YOUR OBJECTIVE:
Show every line of the rows below that contains the string "wall", copied in full. Case counts.

TASK DATA:
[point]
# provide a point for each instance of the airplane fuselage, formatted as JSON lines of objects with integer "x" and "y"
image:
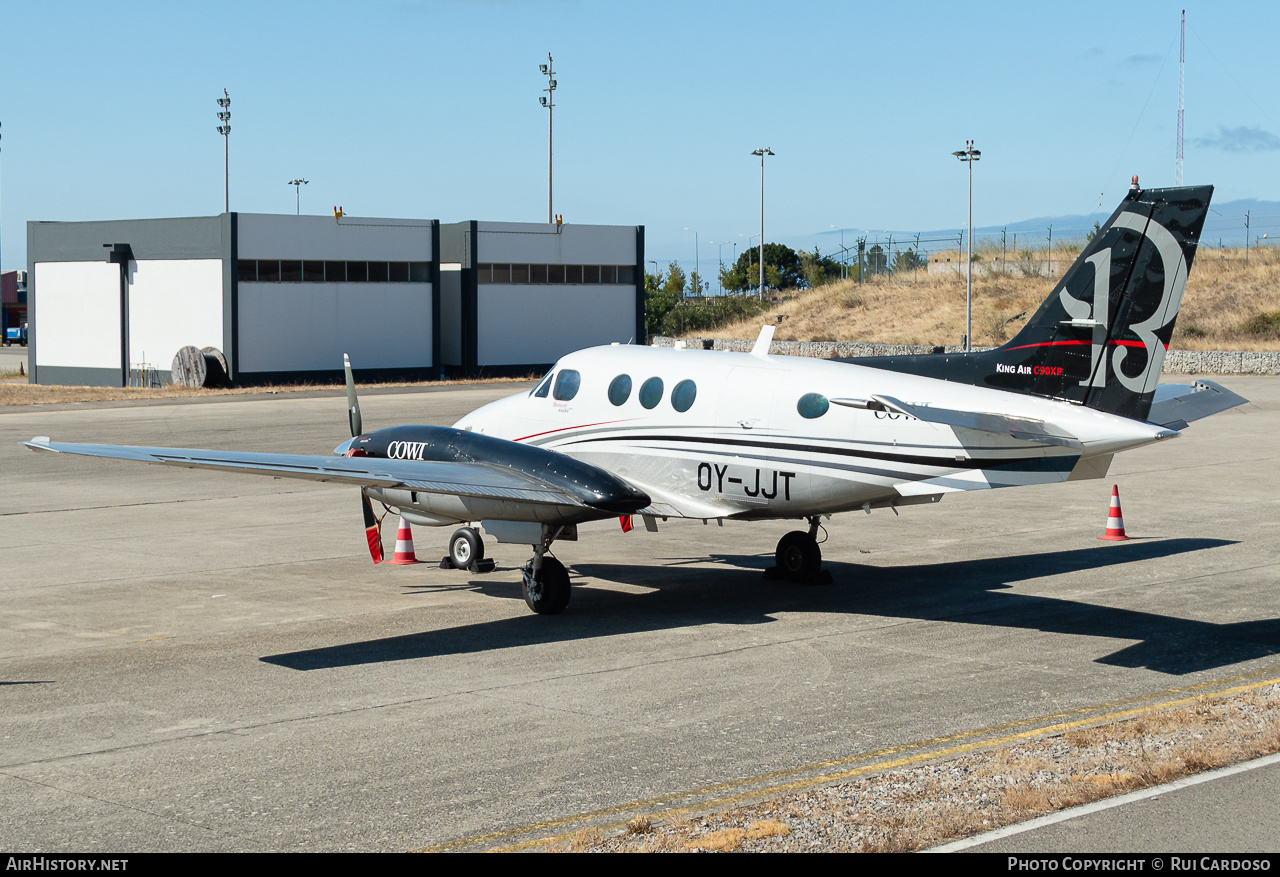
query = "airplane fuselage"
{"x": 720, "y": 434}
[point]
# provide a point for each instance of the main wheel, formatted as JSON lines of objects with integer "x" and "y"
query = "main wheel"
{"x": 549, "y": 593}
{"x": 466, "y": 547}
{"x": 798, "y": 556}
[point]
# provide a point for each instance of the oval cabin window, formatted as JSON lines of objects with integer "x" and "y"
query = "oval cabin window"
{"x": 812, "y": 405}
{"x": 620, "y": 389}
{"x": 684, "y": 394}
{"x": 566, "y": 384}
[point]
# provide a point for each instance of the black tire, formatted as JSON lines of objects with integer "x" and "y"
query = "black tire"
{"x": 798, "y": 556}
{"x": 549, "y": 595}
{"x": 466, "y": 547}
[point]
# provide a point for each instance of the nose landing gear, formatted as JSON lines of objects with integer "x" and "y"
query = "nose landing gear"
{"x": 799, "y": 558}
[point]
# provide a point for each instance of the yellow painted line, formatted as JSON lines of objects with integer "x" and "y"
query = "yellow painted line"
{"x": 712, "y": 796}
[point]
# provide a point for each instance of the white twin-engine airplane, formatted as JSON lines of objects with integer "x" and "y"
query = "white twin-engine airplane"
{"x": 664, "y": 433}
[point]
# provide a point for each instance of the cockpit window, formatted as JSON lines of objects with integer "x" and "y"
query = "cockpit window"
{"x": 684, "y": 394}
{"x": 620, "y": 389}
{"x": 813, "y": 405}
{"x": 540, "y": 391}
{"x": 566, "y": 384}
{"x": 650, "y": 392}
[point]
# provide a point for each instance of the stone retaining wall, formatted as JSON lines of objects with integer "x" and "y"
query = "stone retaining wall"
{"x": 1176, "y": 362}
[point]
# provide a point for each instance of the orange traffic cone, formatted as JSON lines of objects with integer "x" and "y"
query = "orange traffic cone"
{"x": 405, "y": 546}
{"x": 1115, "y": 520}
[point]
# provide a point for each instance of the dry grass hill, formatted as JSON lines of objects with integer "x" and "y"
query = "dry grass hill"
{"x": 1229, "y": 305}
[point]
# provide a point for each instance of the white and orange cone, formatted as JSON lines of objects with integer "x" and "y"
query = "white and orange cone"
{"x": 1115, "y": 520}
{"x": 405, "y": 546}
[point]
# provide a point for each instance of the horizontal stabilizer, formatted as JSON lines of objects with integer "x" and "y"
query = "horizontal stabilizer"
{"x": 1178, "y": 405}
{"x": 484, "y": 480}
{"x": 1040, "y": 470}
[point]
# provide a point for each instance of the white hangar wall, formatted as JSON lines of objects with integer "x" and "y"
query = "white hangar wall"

EXERCISE SOLUTION:
# provide a point for each instance of the stone retaining wall, formatted as JSON lines of objects with integer "x" and "y"
query = "stone retaining wall"
# provide a point for each instance of the white hangar wall, formatted as JSON lines of objects with integer "x" and "y"
query = "white hangar wall"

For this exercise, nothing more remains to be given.